In what experts are describing as a groundbreaking precedential decision, the Cassation Bench of the Supreme Court of the Federal Democratic Republic of Ethiopia ruled on 24 May 2018 that it not only has the jurisdiction to review an EDF arbitral award for fundamental errors of Ethiopian law but also that such errors existed in the Permanent Court of Arbitration Case No. 2013-32 (CONSTA JV v. CHEMIN DE FER DJIBOUTO - ETHIOPIEN (CDE).

The case was brought before a panel of three arbitrators at the Permanent Court of Arbitration by an Italian contractor, Consta JV, against the CDE, a joint enterprise of the Governments of Djibouti and Ethiopia, for breach of contract relating to works that were supposed to have been performed in the rehabilitation of the French built Ethiopia-Djibouti Railway.
-*-
Given request 1 - Edit the entries from their first line through the line containing "column 365, row 386" by swapping every "Target" for "Object", leaving all else untouched, and give back only that stretch.
The text and the entries are unrelated to each other.

Named-object pointing entries -
-*-
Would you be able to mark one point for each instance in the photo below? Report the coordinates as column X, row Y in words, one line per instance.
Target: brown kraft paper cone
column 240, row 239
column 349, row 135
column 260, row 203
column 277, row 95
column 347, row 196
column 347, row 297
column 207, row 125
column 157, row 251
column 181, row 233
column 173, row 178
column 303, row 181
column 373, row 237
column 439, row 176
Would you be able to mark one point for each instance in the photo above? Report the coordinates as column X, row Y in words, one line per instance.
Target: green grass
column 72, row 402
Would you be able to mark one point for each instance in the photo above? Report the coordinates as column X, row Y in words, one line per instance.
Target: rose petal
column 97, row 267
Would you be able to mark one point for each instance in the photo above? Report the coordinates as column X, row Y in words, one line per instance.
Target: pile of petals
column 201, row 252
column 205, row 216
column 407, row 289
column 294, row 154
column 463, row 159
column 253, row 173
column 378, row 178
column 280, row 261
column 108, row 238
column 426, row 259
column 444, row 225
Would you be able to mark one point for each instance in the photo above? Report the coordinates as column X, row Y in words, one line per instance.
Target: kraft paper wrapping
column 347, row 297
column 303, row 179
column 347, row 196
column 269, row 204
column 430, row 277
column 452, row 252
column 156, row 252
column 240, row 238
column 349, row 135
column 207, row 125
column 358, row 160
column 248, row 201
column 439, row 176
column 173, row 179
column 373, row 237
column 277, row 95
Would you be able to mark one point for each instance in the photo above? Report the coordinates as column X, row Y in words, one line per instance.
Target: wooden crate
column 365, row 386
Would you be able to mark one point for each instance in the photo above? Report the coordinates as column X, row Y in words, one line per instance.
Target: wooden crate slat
-*-
Given request 2 -
Answer these questions about the passage on the Ethiopian arbitration ruling.
(a) On what date did the Cassation Bench issue its ruling?
(b) How many arbitrators made up the panel that heard the case?
(c) The CDE is a joint enterprise of which two governments?

Written response 1 -
Would you be able to mark one point for each instance in the photo below? Report the coordinates as column X, row Y in words, one line per instance.
Object: brown kraft paper cone
column 240, row 239
column 349, row 135
column 260, row 203
column 277, row 95
column 347, row 196
column 347, row 297
column 207, row 125
column 157, row 251
column 181, row 233
column 173, row 178
column 303, row 181
column 373, row 237
column 439, row 176
Would you be able to mark one point for each instance in the photo above? Report the coordinates as column X, row Y in words, one line per instance.
Object: green grass
column 72, row 402
Would you be able to mark one point for each instance in the photo above? Report the coordinates as column X, row Y in words, one line per instance.
Object: rose petal
column 97, row 267
Would you be able to mark one point for each instance in the photo above? Report the coordinates as column X, row Y in words, one line per instance.
Object: pile of petals
column 201, row 252
column 205, row 216
column 407, row 289
column 294, row 154
column 463, row 159
column 253, row 173
column 378, row 178
column 280, row 261
column 108, row 238
column 426, row 259
column 444, row 225
Would you be able to mark one point for each instance in the photo above? Report the coordinates as column X, row Y in words, one line per instance.
Object: kraft paper wrapping
column 347, row 297
column 303, row 179
column 347, row 196
column 269, row 204
column 430, row 277
column 452, row 252
column 156, row 252
column 240, row 238
column 349, row 135
column 207, row 125
column 358, row 160
column 248, row 201
column 439, row 176
column 173, row 179
column 373, row 237
column 277, row 95
Would you be able to mark one point for each instance in the photo above? Report the coordinates as column X, row Y in words, one line per instance.
Object: wooden crate
column 365, row 386

Written response 2 -
(a) 24 May 2018
(b) Three
(c) Djibouti and Ethiopia